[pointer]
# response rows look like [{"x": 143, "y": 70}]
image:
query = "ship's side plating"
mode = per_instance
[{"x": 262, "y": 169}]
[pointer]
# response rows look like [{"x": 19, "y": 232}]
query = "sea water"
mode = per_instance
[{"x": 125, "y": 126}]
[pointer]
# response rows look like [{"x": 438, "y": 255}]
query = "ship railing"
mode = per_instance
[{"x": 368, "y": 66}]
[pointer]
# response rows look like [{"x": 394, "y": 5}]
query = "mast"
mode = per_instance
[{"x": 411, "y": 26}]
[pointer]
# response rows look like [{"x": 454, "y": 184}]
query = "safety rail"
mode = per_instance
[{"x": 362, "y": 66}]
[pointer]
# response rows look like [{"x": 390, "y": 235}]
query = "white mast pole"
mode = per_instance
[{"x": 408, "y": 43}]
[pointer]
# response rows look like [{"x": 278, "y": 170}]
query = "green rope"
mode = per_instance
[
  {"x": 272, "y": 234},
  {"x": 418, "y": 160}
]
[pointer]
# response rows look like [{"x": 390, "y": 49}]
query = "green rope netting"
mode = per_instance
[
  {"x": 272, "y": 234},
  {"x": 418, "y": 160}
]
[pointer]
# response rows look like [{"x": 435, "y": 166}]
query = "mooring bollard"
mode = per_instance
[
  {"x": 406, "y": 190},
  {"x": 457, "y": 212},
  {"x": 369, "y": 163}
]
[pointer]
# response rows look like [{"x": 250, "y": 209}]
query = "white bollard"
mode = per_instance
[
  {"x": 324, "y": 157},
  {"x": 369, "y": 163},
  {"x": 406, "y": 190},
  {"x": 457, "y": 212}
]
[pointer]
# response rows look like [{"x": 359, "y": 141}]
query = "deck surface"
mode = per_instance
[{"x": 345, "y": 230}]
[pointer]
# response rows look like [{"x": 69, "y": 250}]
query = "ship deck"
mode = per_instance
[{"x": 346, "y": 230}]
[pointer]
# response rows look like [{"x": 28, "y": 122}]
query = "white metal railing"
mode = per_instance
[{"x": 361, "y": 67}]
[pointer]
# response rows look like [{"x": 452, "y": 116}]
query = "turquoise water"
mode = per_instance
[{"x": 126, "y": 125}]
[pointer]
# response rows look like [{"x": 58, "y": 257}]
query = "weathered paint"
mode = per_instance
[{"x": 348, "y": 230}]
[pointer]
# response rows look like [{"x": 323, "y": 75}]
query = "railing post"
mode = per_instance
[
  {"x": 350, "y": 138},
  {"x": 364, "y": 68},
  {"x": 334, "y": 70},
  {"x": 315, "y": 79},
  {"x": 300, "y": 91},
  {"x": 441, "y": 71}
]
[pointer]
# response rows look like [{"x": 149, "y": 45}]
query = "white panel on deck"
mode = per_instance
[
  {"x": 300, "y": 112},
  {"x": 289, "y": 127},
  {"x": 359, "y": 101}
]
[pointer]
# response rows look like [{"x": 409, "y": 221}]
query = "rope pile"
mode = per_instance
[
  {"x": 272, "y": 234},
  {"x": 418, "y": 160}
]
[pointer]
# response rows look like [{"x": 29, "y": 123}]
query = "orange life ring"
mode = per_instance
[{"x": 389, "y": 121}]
________________
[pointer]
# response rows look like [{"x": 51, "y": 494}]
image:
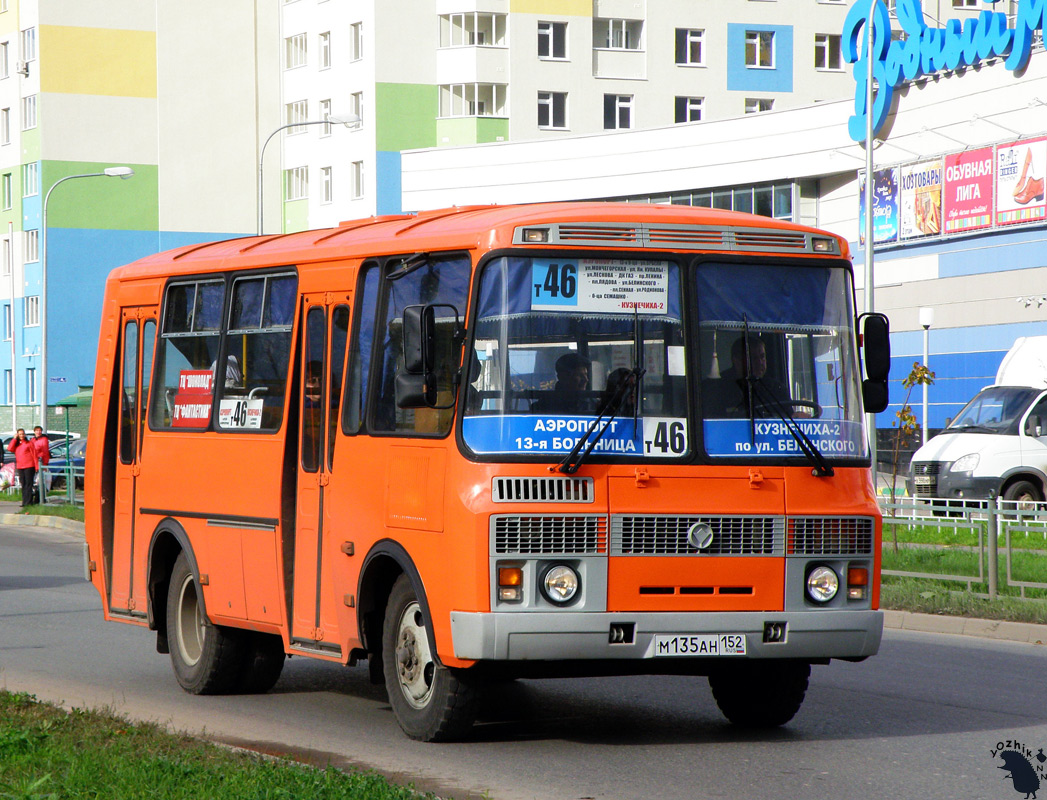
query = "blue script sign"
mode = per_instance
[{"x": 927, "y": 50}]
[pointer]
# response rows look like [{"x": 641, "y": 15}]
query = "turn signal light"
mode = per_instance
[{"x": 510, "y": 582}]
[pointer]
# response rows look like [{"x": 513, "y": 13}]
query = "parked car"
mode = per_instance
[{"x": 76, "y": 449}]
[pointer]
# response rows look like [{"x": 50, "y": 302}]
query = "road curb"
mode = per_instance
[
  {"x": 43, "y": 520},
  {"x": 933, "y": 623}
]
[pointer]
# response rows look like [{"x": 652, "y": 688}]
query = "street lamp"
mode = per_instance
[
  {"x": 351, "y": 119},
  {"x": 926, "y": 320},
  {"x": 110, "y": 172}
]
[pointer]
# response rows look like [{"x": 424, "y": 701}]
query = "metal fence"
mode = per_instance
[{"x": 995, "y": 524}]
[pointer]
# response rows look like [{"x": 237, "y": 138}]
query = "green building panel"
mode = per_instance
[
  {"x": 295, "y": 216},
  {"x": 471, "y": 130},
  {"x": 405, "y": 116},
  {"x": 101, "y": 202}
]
________________
-- Work instructions --
Go through the listing above. Show each line where the word "deck" is found.

-- Task answer --
query = "deck surface"
query = "ship deck"
query = "white panel on deck"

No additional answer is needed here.